Task brief: Copy the listing below line for line, with every character kept as it appears.

Exercise inputs:
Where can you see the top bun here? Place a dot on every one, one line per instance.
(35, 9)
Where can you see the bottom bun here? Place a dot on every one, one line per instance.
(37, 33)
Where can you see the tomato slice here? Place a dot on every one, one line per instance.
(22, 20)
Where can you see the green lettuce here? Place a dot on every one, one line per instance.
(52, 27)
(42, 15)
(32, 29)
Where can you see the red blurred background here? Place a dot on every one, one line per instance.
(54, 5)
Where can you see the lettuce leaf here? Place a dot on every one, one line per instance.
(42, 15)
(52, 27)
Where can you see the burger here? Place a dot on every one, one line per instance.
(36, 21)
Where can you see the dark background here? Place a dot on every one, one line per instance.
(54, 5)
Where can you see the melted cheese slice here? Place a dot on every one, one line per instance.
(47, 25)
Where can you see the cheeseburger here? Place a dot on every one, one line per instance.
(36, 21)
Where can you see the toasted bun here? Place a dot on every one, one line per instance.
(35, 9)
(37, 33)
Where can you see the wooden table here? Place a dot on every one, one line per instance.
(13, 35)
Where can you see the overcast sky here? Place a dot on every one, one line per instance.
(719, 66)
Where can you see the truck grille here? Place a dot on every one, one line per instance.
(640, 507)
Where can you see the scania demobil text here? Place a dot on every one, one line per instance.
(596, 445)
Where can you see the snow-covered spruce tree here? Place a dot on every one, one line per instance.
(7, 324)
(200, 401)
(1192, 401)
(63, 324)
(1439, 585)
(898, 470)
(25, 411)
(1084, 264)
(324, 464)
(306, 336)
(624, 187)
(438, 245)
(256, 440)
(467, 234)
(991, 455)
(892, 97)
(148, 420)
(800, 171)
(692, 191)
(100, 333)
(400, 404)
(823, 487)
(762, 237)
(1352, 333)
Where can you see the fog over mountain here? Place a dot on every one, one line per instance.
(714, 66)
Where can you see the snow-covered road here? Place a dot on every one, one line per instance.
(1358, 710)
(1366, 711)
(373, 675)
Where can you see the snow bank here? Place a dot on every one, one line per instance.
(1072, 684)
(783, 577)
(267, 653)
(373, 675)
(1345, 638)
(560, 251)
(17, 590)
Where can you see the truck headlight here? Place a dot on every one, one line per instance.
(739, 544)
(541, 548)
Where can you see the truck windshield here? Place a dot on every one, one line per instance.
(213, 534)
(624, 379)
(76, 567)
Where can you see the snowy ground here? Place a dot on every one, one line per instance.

Exercise result:
Where can you see the top bun here? Place a dot on every one, one line per instance.
(35, 9)
Where can you see the bottom bun here? Place a dot on every one, one line per instance.
(37, 33)
Where can you see the tomato slice here? Place a dot on every one, one line per instance.
(22, 20)
Where can you see the green lettuce here? Place a dot on every one, one line per instance.
(52, 27)
(42, 15)
(32, 29)
Where can you see the red blurred background here? Place a dot on every one, one line per instance.
(54, 5)
Where can you see the lettuce leaf here? Place a dot on every one, one line per instance.
(42, 15)
(52, 27)
Where can you see the burger here? Place a dot on every one, one line per instance.
(36, 21)
Where can you see the dark background here? Place a dot on every one, one line per instance.
(54, 5)
Where can you see the melted cheese slice here? Place a dot on every one, one line per instance.
(47, 25)
Where can you see the cheeseburger here? Place a dot on every one, one line per instance.
(36, 21)
Where can you see the toasted bun here? Place a dot on every one, one line per instance.
(35, 9)
(37, 33)
Where can you see the wooden table here? Place a dot on every one, one line per instance.
(13, 35)
Where can you see the overcast sky here? Place a dot on every one, one line per instance.
(719, 66)
Where can you see the truck grille here? Place a dot on every one, one line per instance.
(640, 507)
Where can you see the scania demobil text here? Place a dot on every one, one line per instance.
(596, 445)
Where can you see the snow-covered spruce tree here? Place a dot on every one, one line per instance.
(7, 324)
(200, 401)
(1192, 401)
(63, 324)
(1439, 585)
(898, 470)
(25, 411)
(1084, 264)
(324, 464)
(306, 336)
(624, 187)
(438, 245)
(256, 440)
(467, 234)
(991, 455)
(892, 97)
(148, 420)
(800, 171)
(692, 191)
(100, 333)
(400, 404)
(823, 487)
(762, 237)
(1352, 333)
Where can you see the fog over mountain here? Place a dot on every one, one line per instance.
(714, 66)
Where can you see the snow-covered road here? Place a dot on every one, one line per instance.
(1358, 710)
(1366, 711)
(373, 675)
Where can you see the snow bank here? Place a dot on every one, one line per instance.
(1072, 684)
(783, 577)
(267, 653)
(373, 675)
(1345, 638)
(560, 251)
(17, 590)
Where can you see the truck headlight here? Place a dot on every one, one line per instance.
(739, 544)
(541, 548)
Where can you see the truck windshield here? Place a dot on every one, one line per instance.
(213, 534)
(624, 379)
(76, 567)
Where can you see the snowy ground here? Place a dot on every one, one line per instance.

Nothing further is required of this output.